Select each line of the records below that contains the word "roof". Case counts.

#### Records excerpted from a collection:
---+---

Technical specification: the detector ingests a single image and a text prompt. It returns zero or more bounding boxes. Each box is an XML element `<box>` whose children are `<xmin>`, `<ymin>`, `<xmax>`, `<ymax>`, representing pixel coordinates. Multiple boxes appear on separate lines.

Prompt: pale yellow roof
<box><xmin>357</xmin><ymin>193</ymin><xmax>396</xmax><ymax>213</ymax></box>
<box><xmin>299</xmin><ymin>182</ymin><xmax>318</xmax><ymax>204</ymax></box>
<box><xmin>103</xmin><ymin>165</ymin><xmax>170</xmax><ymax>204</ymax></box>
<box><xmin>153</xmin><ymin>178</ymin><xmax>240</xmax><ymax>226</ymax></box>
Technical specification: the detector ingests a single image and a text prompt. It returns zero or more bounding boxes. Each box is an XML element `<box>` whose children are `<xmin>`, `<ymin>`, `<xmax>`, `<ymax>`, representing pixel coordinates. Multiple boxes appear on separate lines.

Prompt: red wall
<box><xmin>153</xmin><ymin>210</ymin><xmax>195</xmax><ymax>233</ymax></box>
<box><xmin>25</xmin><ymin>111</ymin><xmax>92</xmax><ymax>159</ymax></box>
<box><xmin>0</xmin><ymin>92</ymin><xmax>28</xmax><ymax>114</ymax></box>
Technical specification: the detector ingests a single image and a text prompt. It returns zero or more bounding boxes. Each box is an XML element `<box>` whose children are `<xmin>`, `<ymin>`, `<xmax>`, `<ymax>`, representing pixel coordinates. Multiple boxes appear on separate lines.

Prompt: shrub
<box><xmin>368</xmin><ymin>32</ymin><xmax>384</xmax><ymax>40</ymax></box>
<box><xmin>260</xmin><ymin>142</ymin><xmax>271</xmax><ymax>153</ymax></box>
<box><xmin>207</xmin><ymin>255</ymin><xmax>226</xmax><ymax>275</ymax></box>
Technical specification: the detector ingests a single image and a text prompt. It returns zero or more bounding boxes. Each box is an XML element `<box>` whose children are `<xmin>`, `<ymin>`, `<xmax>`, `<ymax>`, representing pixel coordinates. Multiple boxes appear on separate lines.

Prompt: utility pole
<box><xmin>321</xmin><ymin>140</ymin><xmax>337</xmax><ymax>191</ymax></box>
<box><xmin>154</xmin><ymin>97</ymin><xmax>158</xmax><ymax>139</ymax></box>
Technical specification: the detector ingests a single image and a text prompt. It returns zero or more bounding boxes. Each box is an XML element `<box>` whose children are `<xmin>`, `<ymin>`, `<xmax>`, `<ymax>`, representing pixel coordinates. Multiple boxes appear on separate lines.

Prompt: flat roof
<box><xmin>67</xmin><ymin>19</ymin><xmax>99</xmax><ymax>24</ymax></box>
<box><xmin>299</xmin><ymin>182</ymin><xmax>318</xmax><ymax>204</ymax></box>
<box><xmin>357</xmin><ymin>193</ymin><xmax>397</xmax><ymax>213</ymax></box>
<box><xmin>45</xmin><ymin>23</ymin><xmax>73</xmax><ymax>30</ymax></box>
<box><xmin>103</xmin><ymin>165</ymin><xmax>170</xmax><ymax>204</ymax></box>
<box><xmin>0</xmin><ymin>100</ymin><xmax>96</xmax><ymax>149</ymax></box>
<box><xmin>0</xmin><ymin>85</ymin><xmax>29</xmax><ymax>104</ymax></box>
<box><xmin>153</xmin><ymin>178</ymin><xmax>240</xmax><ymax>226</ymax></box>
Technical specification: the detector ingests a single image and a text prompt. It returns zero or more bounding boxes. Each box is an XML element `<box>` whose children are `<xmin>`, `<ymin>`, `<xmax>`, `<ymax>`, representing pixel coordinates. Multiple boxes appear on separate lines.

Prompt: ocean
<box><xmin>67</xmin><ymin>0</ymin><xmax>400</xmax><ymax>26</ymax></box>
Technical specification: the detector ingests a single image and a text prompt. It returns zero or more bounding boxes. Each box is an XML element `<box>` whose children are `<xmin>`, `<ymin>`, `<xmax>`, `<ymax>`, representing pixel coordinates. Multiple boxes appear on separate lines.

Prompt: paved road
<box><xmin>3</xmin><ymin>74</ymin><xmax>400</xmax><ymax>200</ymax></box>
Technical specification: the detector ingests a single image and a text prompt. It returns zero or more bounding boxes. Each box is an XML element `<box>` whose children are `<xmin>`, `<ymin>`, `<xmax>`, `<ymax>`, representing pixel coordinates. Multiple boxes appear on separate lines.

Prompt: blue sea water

---+---

#### Solution:
Prompt: pale yellow roof
Prompt: flat roof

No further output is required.